Dass er einmal zwanzig Jahre dem Pankower Bezirksamt angehören würde, hätte er 1990 nicht gedacht. Dabei kam er in diesem turbulenten Jahr eher zufällig ins Amt. „Ich leitete seinerzeit ein Softwareentwickler-Kollektiv im Zentrum für Organisation im Bauwesen“, berichtet Martin Federlein. Im Jahr 1989 begann er sich politisch zu engagieren. Das sei vor allem seiner Frau und seinen Söhnen zu verdanken, sagt er heute. Seine Söhne wollten ausreisen. „Meine Frau sagte: ‚Unsere beiden Kinder wollen hier raus, und du tust nichts.‘ Das hat mich motiviert, politisch aktiv zu werden.“ Seine politische Heimat war zunächst das Neue Forum.

----------------

### ARBEITSAUFTRAG
Zitieren Sie den gesamten Auszug über Martin Federleins Weg ins Pankower Bezirksamt wortgetreu. Die Zeilen haben hierfür keine Bedeutung.

### ANGEZEIGTE ZEILEN
----------------

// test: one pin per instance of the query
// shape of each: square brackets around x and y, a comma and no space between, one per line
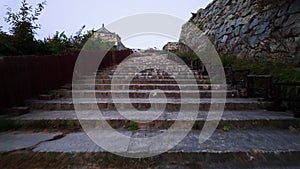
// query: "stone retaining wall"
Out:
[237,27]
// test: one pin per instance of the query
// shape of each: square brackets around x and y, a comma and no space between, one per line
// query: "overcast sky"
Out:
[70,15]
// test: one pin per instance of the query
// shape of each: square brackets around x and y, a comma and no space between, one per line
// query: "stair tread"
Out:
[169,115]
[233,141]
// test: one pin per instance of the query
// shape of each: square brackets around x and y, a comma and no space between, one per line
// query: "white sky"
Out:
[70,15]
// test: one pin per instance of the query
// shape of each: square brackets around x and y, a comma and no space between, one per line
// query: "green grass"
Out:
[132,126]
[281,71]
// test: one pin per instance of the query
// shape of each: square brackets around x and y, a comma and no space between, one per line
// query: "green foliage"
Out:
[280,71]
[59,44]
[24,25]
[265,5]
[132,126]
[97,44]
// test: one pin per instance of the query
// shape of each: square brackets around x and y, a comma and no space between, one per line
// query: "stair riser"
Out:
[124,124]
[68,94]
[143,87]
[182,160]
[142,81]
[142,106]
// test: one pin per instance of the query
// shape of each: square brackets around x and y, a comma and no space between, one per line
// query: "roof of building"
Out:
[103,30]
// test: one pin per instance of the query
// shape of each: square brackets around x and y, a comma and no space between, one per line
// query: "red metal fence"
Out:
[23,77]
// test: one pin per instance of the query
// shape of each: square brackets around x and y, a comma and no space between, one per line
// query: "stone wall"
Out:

----------------

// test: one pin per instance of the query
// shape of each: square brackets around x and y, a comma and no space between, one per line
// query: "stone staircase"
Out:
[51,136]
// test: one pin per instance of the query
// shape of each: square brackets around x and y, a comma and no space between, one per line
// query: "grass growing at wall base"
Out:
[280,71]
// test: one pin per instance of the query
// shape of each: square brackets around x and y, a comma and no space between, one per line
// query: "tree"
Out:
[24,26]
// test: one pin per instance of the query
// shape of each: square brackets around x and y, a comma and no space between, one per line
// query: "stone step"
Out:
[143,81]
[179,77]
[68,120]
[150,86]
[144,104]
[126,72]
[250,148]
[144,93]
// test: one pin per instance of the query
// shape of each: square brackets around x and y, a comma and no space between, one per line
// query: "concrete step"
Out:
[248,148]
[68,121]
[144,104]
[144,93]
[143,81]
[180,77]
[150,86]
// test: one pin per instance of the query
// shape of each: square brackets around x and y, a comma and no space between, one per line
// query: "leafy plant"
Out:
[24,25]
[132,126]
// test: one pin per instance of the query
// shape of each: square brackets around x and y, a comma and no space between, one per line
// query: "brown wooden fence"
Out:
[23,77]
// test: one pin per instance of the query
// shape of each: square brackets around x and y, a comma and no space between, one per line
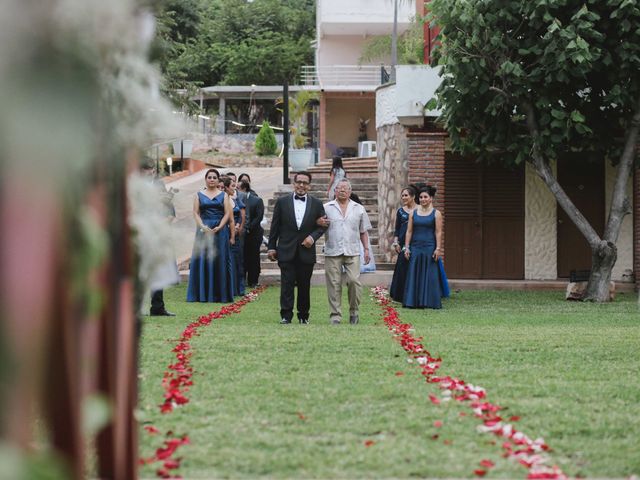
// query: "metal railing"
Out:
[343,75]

----------------

### ANTWORT
Dass er einmal zwanzig Jahre dem Pankower Bezirksamt angehören würde, hätte er 1990 nicht gedacht. Dabei kam er in diesem turbulenten Jahr eher zufällig ins Amt. „Ich leitete seinerzeit ein Softwareentwickler-Kollektiv im Zentrum für Organisation im Bauwesen“, berichtet Martin Federlein. Im Jahr 1989 begann er sich politisch zu engagieren. Das sei vor allem seiner Frau und seinen Söhnen zu verdanken, sagt er heute. Seine Söhne wollten ausreisen. „Meine Frau sagte: ‚Unsere beiden Kinder wollen hier raus, und du tust nichts.‘ Das hat mich motiviert, politisch aktiv zu werden.“ Seine politische Heimat war zunächst das Neue Forum.